─── PROVIDED RECORDS

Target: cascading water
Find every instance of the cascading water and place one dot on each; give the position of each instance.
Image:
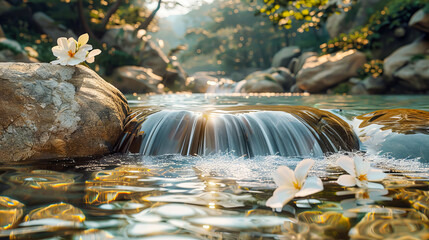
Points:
(243, 134)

──────

* _REQUIRED WORK_
Set down the whole listing exactly as given, except for the pictures.

* _RESULT FOR THIS EXERCISE_
Target: cascading water
Find every instance of the cascading water and place one dot on each; give the position of each instance.
Image:
Points:
(243, 134)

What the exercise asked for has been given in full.